SOURCE TEXT: Begin

Health News
Global AIDS conference in Vienna to focus on Eastern Europe
Mar 10, 2010, 13:05 GMT
Vienna - Rising HIV infections in Eastern Europe and Central Asia are one key issue to be discussed at this year's international AIDS conference in Vienna in July, organizers said Wednesday.
The biennial event is set to draw 25,000 participants and is organized by HIV experts with support from UN organizations.
In Eastern Europe and Central Asia, the occurrence of HIV has almost doubled since 2001.
'To break the trajectory of the HIV epidemic in Eastern Europe, we must stop infections among injecting drug users and their partners,' said Michel Sidibe, the head of UNAIDS, the United Nations programme on prevention and treatment.
Conference chair Julio Montaner called for needle exchange programmes and drug substitution therapies to be implemented more widely.
But countries such as Russia do not allow methadone substitution. The method had not yet proven to be efficient, the head of Russia's Anti-Narcotics Service, Victor Ivanov, told reporters Tuesday in Vienna.

SOURCE TEXT: End
DATA LISTING: Begin

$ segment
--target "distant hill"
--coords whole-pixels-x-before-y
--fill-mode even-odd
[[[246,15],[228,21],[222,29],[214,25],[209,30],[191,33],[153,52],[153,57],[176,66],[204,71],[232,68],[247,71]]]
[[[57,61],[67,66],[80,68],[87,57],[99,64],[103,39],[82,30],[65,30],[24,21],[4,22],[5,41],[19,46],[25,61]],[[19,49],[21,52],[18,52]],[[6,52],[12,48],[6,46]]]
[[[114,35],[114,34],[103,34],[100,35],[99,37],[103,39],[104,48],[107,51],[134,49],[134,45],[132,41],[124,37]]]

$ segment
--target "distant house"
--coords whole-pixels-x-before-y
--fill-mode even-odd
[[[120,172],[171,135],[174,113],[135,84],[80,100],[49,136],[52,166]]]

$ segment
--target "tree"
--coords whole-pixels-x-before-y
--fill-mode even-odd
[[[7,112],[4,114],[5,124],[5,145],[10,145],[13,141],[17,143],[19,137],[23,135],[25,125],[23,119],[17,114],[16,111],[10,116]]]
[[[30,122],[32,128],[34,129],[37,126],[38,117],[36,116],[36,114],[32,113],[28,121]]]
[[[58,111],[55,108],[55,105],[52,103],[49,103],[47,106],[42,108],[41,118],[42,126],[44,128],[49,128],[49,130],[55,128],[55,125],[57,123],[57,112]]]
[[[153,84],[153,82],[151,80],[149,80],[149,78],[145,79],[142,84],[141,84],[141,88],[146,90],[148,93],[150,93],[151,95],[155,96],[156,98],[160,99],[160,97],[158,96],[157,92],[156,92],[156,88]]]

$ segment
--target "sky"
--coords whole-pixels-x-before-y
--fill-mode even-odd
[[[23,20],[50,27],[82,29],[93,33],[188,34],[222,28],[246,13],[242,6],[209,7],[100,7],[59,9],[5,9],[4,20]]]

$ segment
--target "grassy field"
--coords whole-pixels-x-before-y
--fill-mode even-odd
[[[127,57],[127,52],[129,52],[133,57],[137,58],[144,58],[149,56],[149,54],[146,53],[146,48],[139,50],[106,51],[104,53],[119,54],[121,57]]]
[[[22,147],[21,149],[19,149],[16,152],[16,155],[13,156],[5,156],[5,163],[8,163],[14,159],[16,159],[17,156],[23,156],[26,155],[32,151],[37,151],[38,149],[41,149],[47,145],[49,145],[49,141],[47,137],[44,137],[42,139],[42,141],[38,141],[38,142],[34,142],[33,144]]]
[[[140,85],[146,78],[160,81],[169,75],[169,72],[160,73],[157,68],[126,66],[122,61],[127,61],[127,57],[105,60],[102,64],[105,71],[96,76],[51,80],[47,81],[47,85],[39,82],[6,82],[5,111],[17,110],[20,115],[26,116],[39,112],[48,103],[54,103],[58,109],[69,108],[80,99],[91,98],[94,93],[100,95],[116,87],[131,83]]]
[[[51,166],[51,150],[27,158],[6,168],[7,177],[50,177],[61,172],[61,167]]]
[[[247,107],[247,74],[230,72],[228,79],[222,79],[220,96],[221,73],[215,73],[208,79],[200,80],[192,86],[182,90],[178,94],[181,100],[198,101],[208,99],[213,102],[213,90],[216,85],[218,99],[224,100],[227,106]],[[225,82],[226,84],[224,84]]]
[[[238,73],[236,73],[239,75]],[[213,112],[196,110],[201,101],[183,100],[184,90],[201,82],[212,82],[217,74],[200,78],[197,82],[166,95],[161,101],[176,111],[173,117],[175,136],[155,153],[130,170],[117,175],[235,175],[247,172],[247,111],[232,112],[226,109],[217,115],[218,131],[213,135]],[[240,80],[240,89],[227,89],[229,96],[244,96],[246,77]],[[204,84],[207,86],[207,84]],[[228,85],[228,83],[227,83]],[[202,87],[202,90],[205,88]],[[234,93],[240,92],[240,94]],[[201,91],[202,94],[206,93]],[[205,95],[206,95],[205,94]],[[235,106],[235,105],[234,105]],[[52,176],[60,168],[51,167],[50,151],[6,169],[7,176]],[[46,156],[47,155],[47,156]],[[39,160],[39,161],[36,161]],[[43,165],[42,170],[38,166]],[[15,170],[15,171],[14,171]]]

DATA LISTING: End

◆ **TASK TO COMPLETE**:
From the article on the Vienna AIDS conference, output the passage that begins with the words "In Eastern Europe and Central Asia, the" and ends after the words "implemented more widely.", copied word for word.

◆ **TASK OUTPUT**:
In Eastern Europe and Central Asia, the occurrence of HIV has almost doubled since 2001.
'To break the trajectory of the HIV epidemic in Eastern Europe, we must stop infections among injecting drug users and their partners,' said Michel Sidibe, the head of UNAIDS, the United Nations programme on prevention and treatment.
Conference chair Julio Montaner called for needle exchange programmes and drug substitution therapies to be implemented more widely.